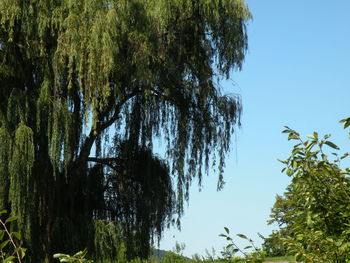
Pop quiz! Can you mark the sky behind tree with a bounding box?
[160,0,350,256]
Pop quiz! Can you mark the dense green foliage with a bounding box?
[0,0,250,262]
[0,210,27,263]
[271,125,350,263]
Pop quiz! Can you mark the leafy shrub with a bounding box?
[0,210,26,263]
[53,249,93,263]
[219,227,265,263]
[270,124,350,263]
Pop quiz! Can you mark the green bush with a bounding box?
[270,123,350,263]
[0,210,26,263]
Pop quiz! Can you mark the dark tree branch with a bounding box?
[87,157,118,171]
[75,88,139,167]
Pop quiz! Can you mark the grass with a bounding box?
[265,256,295,262]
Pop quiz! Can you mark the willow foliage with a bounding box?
[0,0,250,259]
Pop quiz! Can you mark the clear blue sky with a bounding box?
[160,0,350,256]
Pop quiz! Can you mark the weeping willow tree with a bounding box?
[0,0,250,261]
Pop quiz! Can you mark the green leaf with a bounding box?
[5,216,17,223]
[0,240,10,250]
[53,253,68,258]
[224,227,230,235]
[17,247,27,258]
[324,141,339,150]
[237,234,248,240]
[232,248,239,253]
[2,256,15,263]
[339,118,350,129]
[11,232,22,240]
[0,230,5,241]
[226,244,233,248]
[295,253,303,261]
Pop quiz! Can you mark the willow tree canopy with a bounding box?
[0,0,250,262]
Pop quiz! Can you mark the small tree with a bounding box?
[271,122,350,262]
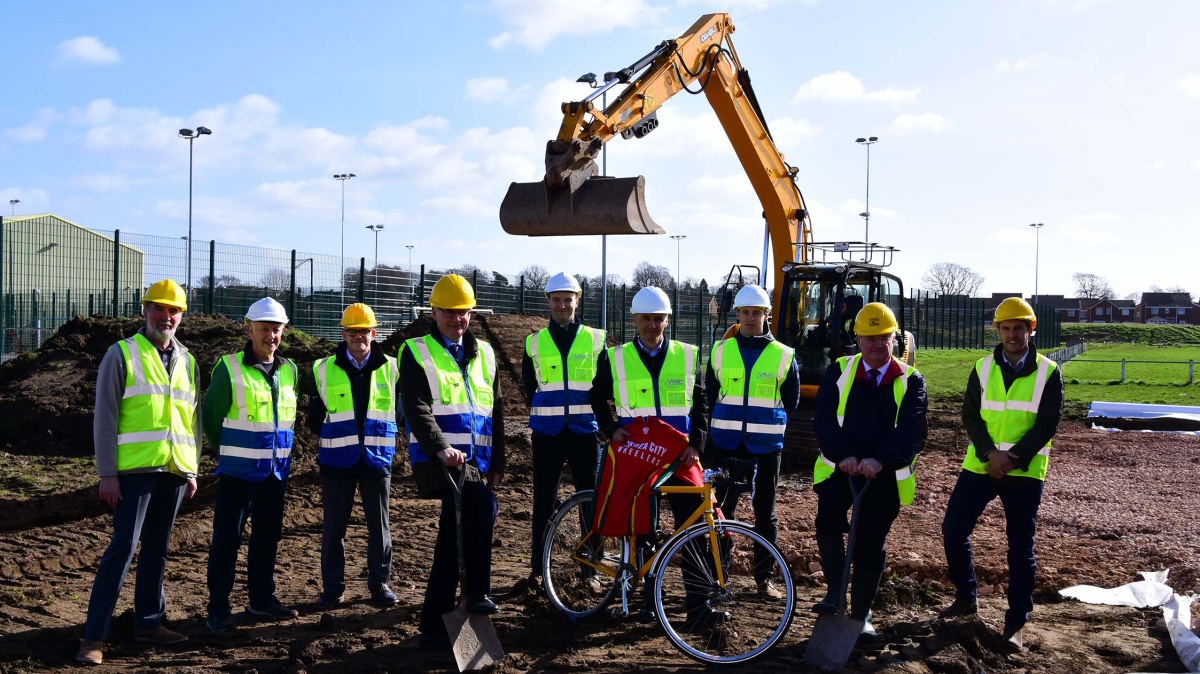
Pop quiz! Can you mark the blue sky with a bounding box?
[0,0,1200,295]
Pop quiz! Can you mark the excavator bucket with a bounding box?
[500,175,666,236]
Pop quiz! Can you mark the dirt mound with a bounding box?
[0,313,334,456]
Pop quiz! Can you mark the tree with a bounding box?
[920,263,984,297]
[634,261,674,290]
[521,265,550,288]
[1070,271,1116,300]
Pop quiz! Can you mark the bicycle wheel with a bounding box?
[541,491,622,620]
[654,522,796,664]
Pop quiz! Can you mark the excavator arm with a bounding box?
[500,13,812,315]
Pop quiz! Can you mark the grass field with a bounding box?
[917,344,1200,416]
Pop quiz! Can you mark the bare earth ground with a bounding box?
[0,413,1200,673]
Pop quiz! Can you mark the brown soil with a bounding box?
[0,317,1200,674]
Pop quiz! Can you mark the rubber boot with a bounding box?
[812,534,846,613]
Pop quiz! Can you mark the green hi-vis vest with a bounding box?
[812,354,917,505]
[962,354,1058,480]
[116,332,199,475]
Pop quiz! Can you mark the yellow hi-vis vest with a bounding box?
[812,354,917,505]
[116,332,199,475]
[962,354,1058,480]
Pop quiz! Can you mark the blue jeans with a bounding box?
[83,473,187,642]
[209,475,288,615]
[942,470,1044,628]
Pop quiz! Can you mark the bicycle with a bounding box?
[542,453,796,664]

________________________________________

- **YOUR TASK**
Retype all of the items above word for word, leaving out the pictures.

- **TASK RESPONSE**
Pop quiz! Can you mark the sky behind tree with a bounding box?
[160,0,350,256]
Pop quiz! Can you mark the dense green foliage with a bounding box?
[0,0,250,262]
[0,210,27,263]
[271,125,350,263]
Pop quiz! Can you mark the leafy shrub with a bounding box?
[0,210,26,263]
[53,249,93,263]
[219,227,265,263]
[270,124,350,263]
Pop quiz! Can you mark the green bush with a bounding box?
[270,123,350,263]
[0,210,26,263]
Pop quiz! Can you mark the dark tree branch with a bounding box?
[87,157,118,171]
[75,88,139,167]
Pop quiz! Can you mark the grass with a bounding box?
[265,256,295,262]
Pop quiz! Can you mark the willow foliage with a bounding box?
[0,0,250,259]
Pop quiz! Can you mark the clear blue sky with a bounding box?
[160,0,350,256]
Pop quiz! Can you mark the weeping willow tree with a bounding box?
[0,0,250,261]
Pop quiz! Can you mark the green leaf with a bounding box?
[5,216,17,223]
[0,240,10,250]
[53,253,68,258]
[224,227,230,235]
[17,247,27,258]
[324,141,339,150]
[237,234,248,240]
[232,248,239,253]
[2,256,15,263]
[339,118,350,129]
[11,232,22,240]
[0,230,5,241]
[226,244,233,248]
[295,253,303,261]
Pop quiz! Can you mark the willow tree canopy with a bounding box?
[0,0,250,262]
Pop quiz! Can you mark the small tree with a bounding box?
[271,122,350,262]
Pop quiz! Can you mark the blue sky with a bounding box?
[0,0,1200,295]
Pop quiz! Can you mark the excavator bucket with a bounding box?
[500,175,666,236]
Pop quiz! Can you mark the dirt mound with a bounding box?
[0,313,334,456]
Pop quiz! Can you mark the tree with a bounding box?
[920,263,984,297]
[634,261,674,290]
[521,265,550,288]
[1070,271,1116,300]
Pop quiz! Can you mark the bicycle wheel with a bounding box?
[541,491,622,620]
[654,522,796,664]
Pop quiz! Can you mark the excavator arm with a bounding box?
[500,13,812,315]
Pop quiz! Can you mark the grass field with a bounding box?
[917,344,1200,416]
Pop quiz! Can you mark the bare earth ground with a bounding box?
[0,413,1200,673]
Pop quiz! Can you mark the brown soil with a bounding box?
[0,317,1200,674]
Pop quiz! Can you mark the rubber boot with a bounding box?
[812,534,846,613]
Pop quiz! Can you mark the green hi-vis vest with a bounding box?
[812,354,917,505]
[962,354,1058,480]
[116,332,199,475]
Pop quiz! Can you mark the yellow hi-vis vest with a bounding box?
[812,354,917,505]
[116,332,199,475]
[962,354,1058,480]
Pop quiz! Can you mark the blue jeans with a bounding box?
[83,473,187,642]
[209,475,288,615]
[942,470,1044,628]
Pop quiz! Can you mark the bicycle with a bounding box?
[542,453,796,664]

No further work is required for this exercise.